◆ What is being asked:
Copy the data below word for word, all of it.

= = = = = = =

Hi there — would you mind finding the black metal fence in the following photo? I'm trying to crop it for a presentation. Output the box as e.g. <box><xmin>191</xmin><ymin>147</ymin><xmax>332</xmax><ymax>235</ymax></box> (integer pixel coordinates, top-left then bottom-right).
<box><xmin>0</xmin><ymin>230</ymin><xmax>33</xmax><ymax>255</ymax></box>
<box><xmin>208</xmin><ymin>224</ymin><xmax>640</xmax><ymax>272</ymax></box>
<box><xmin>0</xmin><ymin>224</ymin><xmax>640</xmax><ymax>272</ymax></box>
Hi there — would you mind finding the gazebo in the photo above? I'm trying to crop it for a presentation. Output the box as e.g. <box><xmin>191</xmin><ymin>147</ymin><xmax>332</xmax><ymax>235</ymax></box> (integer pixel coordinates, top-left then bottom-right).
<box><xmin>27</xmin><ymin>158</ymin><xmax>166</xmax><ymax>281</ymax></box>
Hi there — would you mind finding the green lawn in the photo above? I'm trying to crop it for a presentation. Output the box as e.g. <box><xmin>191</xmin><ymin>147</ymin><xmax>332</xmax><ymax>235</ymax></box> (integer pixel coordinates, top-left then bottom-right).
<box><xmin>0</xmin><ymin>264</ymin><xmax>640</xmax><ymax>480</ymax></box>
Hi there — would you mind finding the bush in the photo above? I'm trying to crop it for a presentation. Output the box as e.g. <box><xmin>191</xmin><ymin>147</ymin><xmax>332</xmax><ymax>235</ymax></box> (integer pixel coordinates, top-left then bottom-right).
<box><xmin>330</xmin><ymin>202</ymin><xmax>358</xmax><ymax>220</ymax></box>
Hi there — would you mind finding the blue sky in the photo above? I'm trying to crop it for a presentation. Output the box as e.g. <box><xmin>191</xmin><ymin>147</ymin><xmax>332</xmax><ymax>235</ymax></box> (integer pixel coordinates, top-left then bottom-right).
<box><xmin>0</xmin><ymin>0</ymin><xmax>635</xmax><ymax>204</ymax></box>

= = = = = = =

◆ Completed task:
Hi there — would you mind finding the black metal fence in the following photo? I'm trying to crop it for a presentation. Output the box as e.g. <box><xmin>191</xmin><ymin>147</ymin><xmax>332</xmax><ymax>235</ymax></box> (integer pixel coordinates, top-left then bottom-right).
<box><xmin>0</xmin><ymin>230</ymin><xmax>33</xmax><ymax>255</ymax></box>
<box><xmin>208</xmin><ymin>224</ymin><xmax>640</xmax><ymax>272</ymax></box>
<box><xmin>0</xmin><ymin>224</ymin><xmax>640</xmax><ymax>272</ymax></box>
Hi there — would you mind finding the gazebo in the photo above? I'm trying to crop it for a presentation. Output the box as e.g. <box><xmin>191</xmin><ymin>147</ymin><xmax>332</xmax><ymax>235</ymax></box> (integer pixel coordinates, top-left then bottom-right).
<box><xmin>27</xmin><ymin>158</ymin><xmax>166</xmax><ymax>281</ymax></box>
Hi there — would you mind finding the green lawn in the photo above? I'm trying to crop it for a presentation. Output the box as e.g. <box><xmin>191</xmin><ymin>147</ymin><xmax>332</xmax><ymax>235</ymax></box> (integer pixel coordinates, top-left then bottom-right).
<box><xmin>0</xmin><ymin>264</ymin><xmax>640</xmax><ymax>480</ymax></box>
Hi there — would you mind finding the bush in the photo above? I'm trying to crop it for a presentation. Output the box as e.g. <box><xmin>191</xmin><ymin>147</ymin><xmax>332</xmax><ymax>235</ymax></box> (integer pixel coordinates, top-left then bottom-right).
<box><xmin>330</xmin><ymin>202</ymin><xmax>358</xmax><ymax>220</ymax></box>
Hi there — would you mind finding the blue sky in the photo above? I'm trying to crop it for a presentation. Output the box as e.g. <box><xmin>191</xmin><ymin>147</ymin><xmax>332</xmax><ymax>235</ymax></box> (integer pixel coordinates, top-left then bottom-right).
<box><xmin>0</xmin><ymin>0</ymin><xmax>635</xmax><ymax>204</ymax></box>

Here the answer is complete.